ESTRATTO DEL DOCUMENTO >>
Durante il mese di maggio 2021 nelle nostre parrocchie si sono svolte le prime Comunioni. A piccoli gruppi, al mattino e al pomeriggio per due domeniche, i comunicandi si sono accostati all’altare e al Sacramento, ricevendo il Pane consacrato dalle mani del parroco Don Claudio: «La comunione è amarci gli uni gli altri».
Sono cinquanta i bambini e le bambine, divisi per gruppi, ad aver ricevuto il loro primo Sacramento della Comunione. Per due domeniche, il 2 e il 9 maggio, le parrocchie di Casalmaggiore hanno organizzato e celebrato questo nuovo momento comunitario. Parola sulla quale si è soffermato il parroco Don Claudio Rubagotti nelle omelie delle sante Messe vissute con i bambini di quarta e quinta elementare, insieme alle catechiste Lidia Bonfanti, Ada Brunoni, Chiara Chizzini, Fariba, Laura Zaffanella, Francesca Busi, Rossana Toscani e Anna Busi alla presenza dei genitori e dei parenti. Alcuni la faranno anche in ottobre; la scelta di disporre su più domeniche la prima Comunione è stata nel rispetto delle norme di distanziamento e per offrire a tutti la possibilità di vivere in modo più sicuro questo importante momento cristiano.

CONSEGNA 1 >>
Traduci in inglese questa frase del testo sulle prime Comunioni: «Sono cinquanta i bambini e le bambine, divisi per gruppi, ad aver ricevuto il loro primo Sacramento della Comunione.»
CONSEGNA 2 >>
Per ciascuna affermazione indica se concorda con il testo sulle prime Comunioni, rispondendo sì o no e citando le parole del testo che lo stabiliscono.
(a) Le prime Comunioni si sono celebrate in due domeniche di maggio.
(b) Tutti i bambini hanno ricevuto la Comunione in un unico gruppo.
(c) Nessun bambino riceverà la prima Comunione dopo maggio.
CONSEGNA 3 >>
Trascrivi fedelmente il passo del testo sulle prime Comunioni compreso tra "Sono cinquanta i" e "importante momento cristiano.", estremi inclusi.

Voci di dati raccolti:
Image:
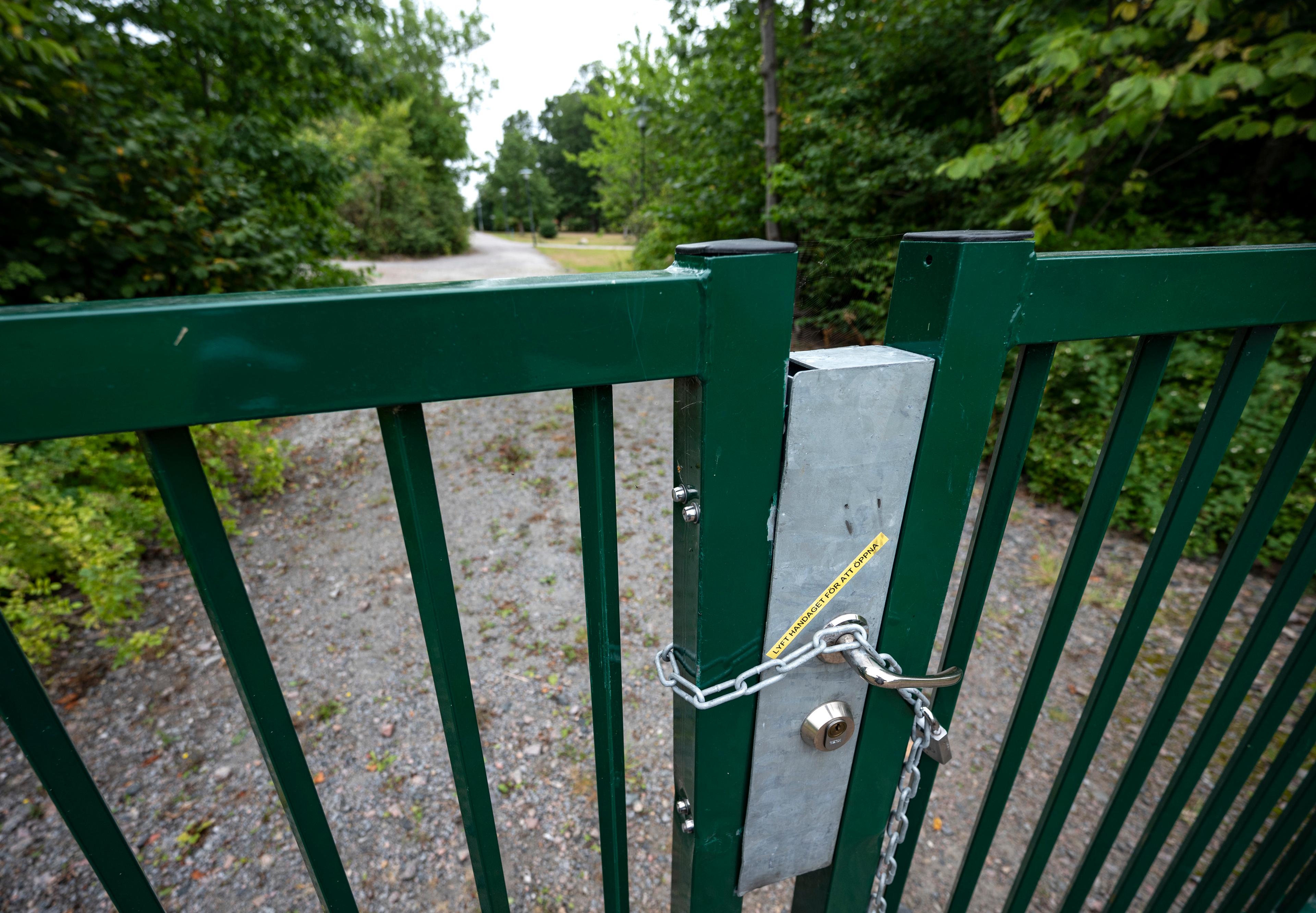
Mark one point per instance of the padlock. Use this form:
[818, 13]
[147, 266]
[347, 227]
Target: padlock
[828, 727]
[939, 749]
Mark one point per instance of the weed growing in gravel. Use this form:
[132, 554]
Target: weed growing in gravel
[1047, 567]
[328, 711]
[379, 764]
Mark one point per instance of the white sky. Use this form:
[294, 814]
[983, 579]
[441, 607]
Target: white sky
[537, 49]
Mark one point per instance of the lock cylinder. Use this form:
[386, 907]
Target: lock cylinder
[828, 727]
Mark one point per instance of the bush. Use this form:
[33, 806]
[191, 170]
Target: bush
[78, 514]
[395, 202]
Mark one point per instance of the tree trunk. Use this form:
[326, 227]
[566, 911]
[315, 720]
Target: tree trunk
[772, 133]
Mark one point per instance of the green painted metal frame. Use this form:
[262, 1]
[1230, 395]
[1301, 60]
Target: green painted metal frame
[1285, 872]
[1286, 460]
[32, 719]
[1276, 862]
[412, 473]
[966, 300]
[597, 477]
[206, 546]
[719, 324]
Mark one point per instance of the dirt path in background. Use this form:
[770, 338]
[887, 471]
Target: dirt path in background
[169, 744]
[489, 258]
[170, 747]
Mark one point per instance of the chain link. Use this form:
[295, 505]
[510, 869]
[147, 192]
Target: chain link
[898, 824]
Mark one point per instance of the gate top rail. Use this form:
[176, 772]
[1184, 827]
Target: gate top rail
[193, 361]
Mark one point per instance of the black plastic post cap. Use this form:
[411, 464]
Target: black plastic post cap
[735, 248]
[965, 236]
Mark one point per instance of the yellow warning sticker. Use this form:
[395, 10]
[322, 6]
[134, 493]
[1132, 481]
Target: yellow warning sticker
[832, 590]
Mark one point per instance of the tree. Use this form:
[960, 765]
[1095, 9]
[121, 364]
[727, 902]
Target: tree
[1157, 123]
[566, 136]
[516, 152]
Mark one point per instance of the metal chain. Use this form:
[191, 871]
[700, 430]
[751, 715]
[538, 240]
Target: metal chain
[898, 824]
[687, 690]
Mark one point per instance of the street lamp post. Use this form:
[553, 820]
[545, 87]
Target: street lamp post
[529, 205]
[643, 123]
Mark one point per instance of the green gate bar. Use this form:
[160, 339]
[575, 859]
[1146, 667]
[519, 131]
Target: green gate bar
[219, 582]
[1122, 440]
[1250, 823]
[1290, 583]
[598, 483]
[32, 720]
[1217, 427]
[719, 324]
[1277, 478]
[728, 446]
[1007, 464]
[1286, 872]
[416, 494]
[1302, 896]
[1264, 861]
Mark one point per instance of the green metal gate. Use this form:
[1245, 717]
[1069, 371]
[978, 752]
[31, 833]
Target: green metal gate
[719, 323]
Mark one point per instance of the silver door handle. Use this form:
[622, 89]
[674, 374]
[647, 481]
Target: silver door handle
[873, 671]
[868, 667]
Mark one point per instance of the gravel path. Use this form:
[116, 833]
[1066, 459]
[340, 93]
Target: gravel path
[169, 742]
[490, 257]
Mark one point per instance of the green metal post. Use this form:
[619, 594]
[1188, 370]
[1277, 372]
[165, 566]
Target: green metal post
[200, 532]
[407, 449]
[36, 728]
[728, 444]
[952, 294]
[597, 476]
[1293, 579]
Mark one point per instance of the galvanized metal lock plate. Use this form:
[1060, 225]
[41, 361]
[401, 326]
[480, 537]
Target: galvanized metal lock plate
[853, 425]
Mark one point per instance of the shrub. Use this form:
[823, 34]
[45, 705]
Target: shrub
[78, 514]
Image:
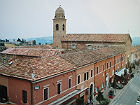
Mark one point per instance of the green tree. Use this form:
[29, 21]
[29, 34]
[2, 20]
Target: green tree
[100, 97]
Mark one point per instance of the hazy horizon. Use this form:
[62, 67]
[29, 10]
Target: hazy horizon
[33, 18]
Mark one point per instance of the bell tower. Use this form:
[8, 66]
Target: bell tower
[59, 27]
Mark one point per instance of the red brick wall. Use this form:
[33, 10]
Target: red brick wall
[52, 84]
[15, 88]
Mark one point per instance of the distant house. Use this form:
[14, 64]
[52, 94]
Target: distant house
[34, 76]
[2, 46]
[86, 41]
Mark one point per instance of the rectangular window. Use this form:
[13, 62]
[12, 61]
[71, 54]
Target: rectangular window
[73, 46]
[97, 70]
[91, 73]
[85, 76]
[103, 67]
[46, 93]
[70, 82]
[58, 88]
[78, 79]
[107, 65]
[24, 96]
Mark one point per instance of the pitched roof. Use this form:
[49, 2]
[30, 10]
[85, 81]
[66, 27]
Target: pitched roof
[34, 68]
[97, 37]
[84, 57]
[36, 64]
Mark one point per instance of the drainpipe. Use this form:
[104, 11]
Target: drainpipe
[94, 79]
[32, 93]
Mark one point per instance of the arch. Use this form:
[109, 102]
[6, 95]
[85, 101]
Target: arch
[91, 90]
[63, 27]
[57, 26]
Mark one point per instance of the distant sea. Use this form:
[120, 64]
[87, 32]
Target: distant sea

RISPOSTA CORRETTA 1 >>
Fifty boys and girls, divided into groups, received their first Sacrament of Communion.

RISPOSTA CORRETTA 2 >>
(a) Sì: «Per due domeniche, il 2 e il 9 maggio»
(b) No: «divisi per gruppi»
(c) No: «Alcuni la faranno anche in ottobre»

RISPOSTA CORRETTA 3 >>
Sono cinquanta i bambini e le bambine, divisi per gruppi, ad aver ricevuto il loro primo Sacramento della Comunione. Per due domeniche, il 2 e il 9 maggio, le parrocchie di Casalmaggiore hanno organizzato e celebrato questo nuovo momento comunitario. Parola sulla quale si è soffermato il parroco Don Claudio Rubagotti nelle omelie delle sante Messe vissute con i bambini di quarta e quinta elementare, insieme alle catechiste Lidia Bonfanti, Ada Brunoni, Chiara Chizzini, Fariba, Laura Zaffanella, Francesca Busi, Rossana Toscani e Anna Busi alla presenza dei genitori e dei parenti. Alcuni la faranno anche in ottobre; la scelta di disporre su più domeniche la prima Comunione è stata nel rispetto delle norme di distanziamento e per offrire a tutti la possibilità di vivere in modo più sicuro questo importante momento cristiano.